§ RECORDS SUPPLIED:
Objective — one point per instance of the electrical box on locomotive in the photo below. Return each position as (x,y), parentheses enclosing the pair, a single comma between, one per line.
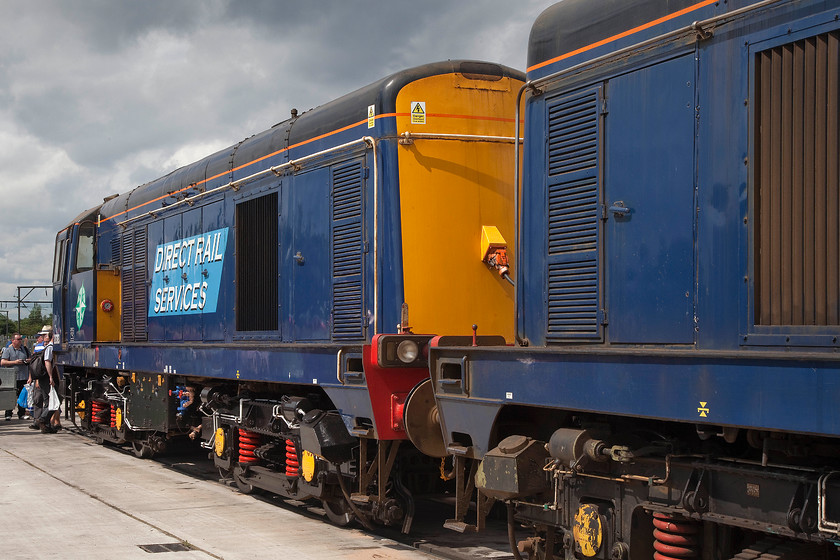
(274,301)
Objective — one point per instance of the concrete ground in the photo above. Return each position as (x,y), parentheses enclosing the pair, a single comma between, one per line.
(63,496)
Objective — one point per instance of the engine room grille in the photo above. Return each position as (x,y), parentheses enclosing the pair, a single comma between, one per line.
(257,264)
(573,218)
(797,238)
(133,252)
(348,250)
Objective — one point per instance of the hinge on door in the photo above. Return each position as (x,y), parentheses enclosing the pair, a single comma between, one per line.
(602,317)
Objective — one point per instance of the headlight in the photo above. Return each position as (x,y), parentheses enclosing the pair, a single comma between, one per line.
(401,350)
(407,351)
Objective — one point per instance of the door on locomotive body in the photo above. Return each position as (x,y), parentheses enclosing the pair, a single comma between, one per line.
(79,317)
(649,194)
(625,145)
(324,254)
(60,287)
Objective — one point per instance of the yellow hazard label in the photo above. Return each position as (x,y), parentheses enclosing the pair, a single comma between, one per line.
(418,112)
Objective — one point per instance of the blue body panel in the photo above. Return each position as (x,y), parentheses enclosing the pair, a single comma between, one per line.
(773,393)
(174,243)
(636,279)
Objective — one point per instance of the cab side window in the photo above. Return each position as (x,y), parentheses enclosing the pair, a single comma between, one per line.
(84,251)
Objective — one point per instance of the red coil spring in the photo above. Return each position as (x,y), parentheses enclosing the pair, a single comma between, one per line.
(100,412)
(292,462)
(248,442)
(675,537)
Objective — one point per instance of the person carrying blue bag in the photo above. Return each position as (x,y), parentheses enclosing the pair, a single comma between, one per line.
(16,355)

§ ASSIGNMENT:
Every line in the records is to be retyped exactly as it stands; the pictures stay out.

§ EXERCISE SOLUTION:
Objective — one point per instance of the electrical box on locomotive in the photo below. Return each position as (x,y), parentheses enclosing the pair, a single comma between, one per line.
(274,301)
Objective — one point per instance of the concrete ground in the photo above. Return each position as (x,y), parentheses enclosing the pair, a single comma between, one per line.
(63,496)
Objective — one point per instance of the engine room grille in the photo above. Return each position as (x,y), parentheses enclosing the pair, a single comma between, one per line.
(257,264)
(573,218)
(797,238)
(133,252)
(348,250)
Objective — one point per instance of the hinge on door in the photo above. Return each position as (x,y), parentheses enclosing the pair, a single comma between, one per line.
(602,317)
Objective — one point per instance of the headlight in the photo above. Return each position as (x,y), parentheses enclosing the pair, a single comma between, one per line.
(401,350)
(407,351)
Objective — one point per instance of the door on locomotive body in the photo above. Return each position as (x,y), parentheses enclosing the pair, a single comma between, one per line.
(79,317)
(649,194)
(625,145)
(324,254)
(60,287)
Objective — one point per instance of the yellow hazard label in the photo above. Return each position as (x,y), parentheses enclosing the pair, a single comma between, one per line.
(418,112)
Objective — one point per instance of the blue body panel in the photo above. Return each position as (x,y), parentheses enclosing the pair, a single comma between, one per line.
(773,393)
(174,243)
(636,279)
Objective — one point per instance of the cab side window in the photo above. Return each position as (x,y), parentheses enclosing the pair, a single comma between, one per line.
(84,251)
Objective — one point per instance of the red coil spring in the photo above. Return each position as (x,y), parentheses enclosing the pair, a single comma between, one per line.
(100,412)
(292,462)
(248,442)
(675,537)
Objective — one point per instance of the person carrying blue bag in the photo above. Return each position as (x,y), parentheses enclosing the pair, a single comma between, one per line.
(16,355)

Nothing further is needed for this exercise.